#### [TEXT PASSAGE]
>>

LYWA Monthly e-letter Archive
No. 57: February 2008 |
|
Dear Friends,
I
hope you are well. Here we are busily sending out our new
books: Lama Yeshe’s Universal
Love and Lama Zopa Rinpoche’s How
Things Exist and Making
Life Meaningful (shown here on the left). All three
are automatically going to our Members, and Rinpoche’s
two books are automatically going to our Benefactors. For
details on our Membership and Benefactor programs please
go here.
Books to our Members, Benefactors and FPMT Centers in countries
outside the US (excluding the UK, Europe, Australia and Singapore)
have just been sent via airmail. The remaining groups should
be mailed according to the following schedule: US addresses
in the next 1-2 weeks via Media Mail; UK, Europe, Singapore
and Malaysia addresses (sent by local mail once they arrive
via air shipment) in the next 6 weeks; Australia addresses
(also sent by local mail once they arrive via sea shipment)
in the next 2-3 months.
If you would like to buy a copy of Universal
Love, the special LYWA online price is $10 (regular
price $15). We offer a 50% discount to all FPMT centers and
other retail outlets. Please contact
us for more information. Thank you so much.

<<

#### [DATA BLOCK]

>>

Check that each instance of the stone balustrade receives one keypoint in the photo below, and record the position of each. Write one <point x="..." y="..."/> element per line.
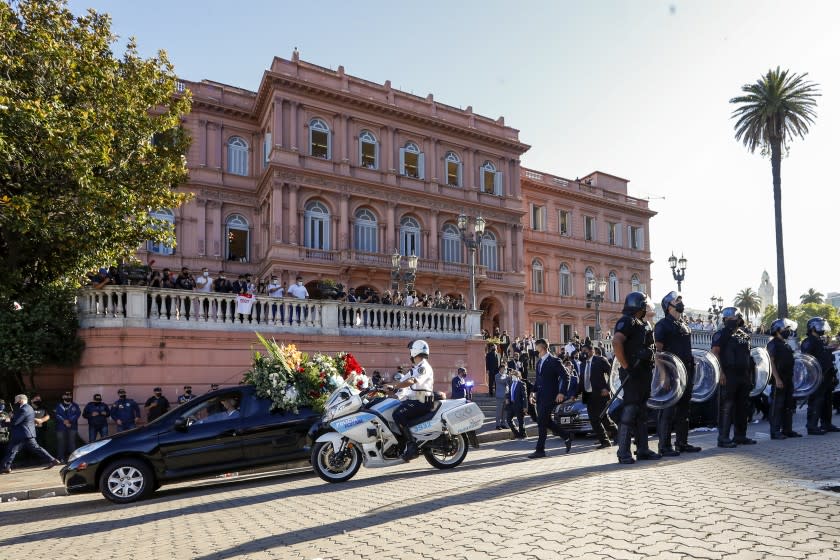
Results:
<point x="139" y="306"/>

<<

#### [TASKS]
• 1. In the LYWA February 2008 e-letter, what is the special online price for Universal Love?
• 2. Extend the LYWA February 2008 e-letter with a few sentences that follow on from its last line.

#### [ANSWERS TO THE PROBLEMS]
• 1. $10, reduced from the regular price of $15.

• 2.
Our Supporters Speak!
When we notified you about our new books a couple
of weeks ago we also mentioned a
survey we're conducting about our free books. I’m
very grateful to the many people who have already taken it.
If you have not, please take the time to do so. Here
are the survey results so far. Thank you again.
What's New and In The Works
Additions to Rinpoche's Online
Advice Book this month were made to the section on handling
problems
that arise during one's practice. We have also just posted
a Vietnamese translation of advices on daily practice which
were first posted in the Preliminary
Practices section of the Advice Book.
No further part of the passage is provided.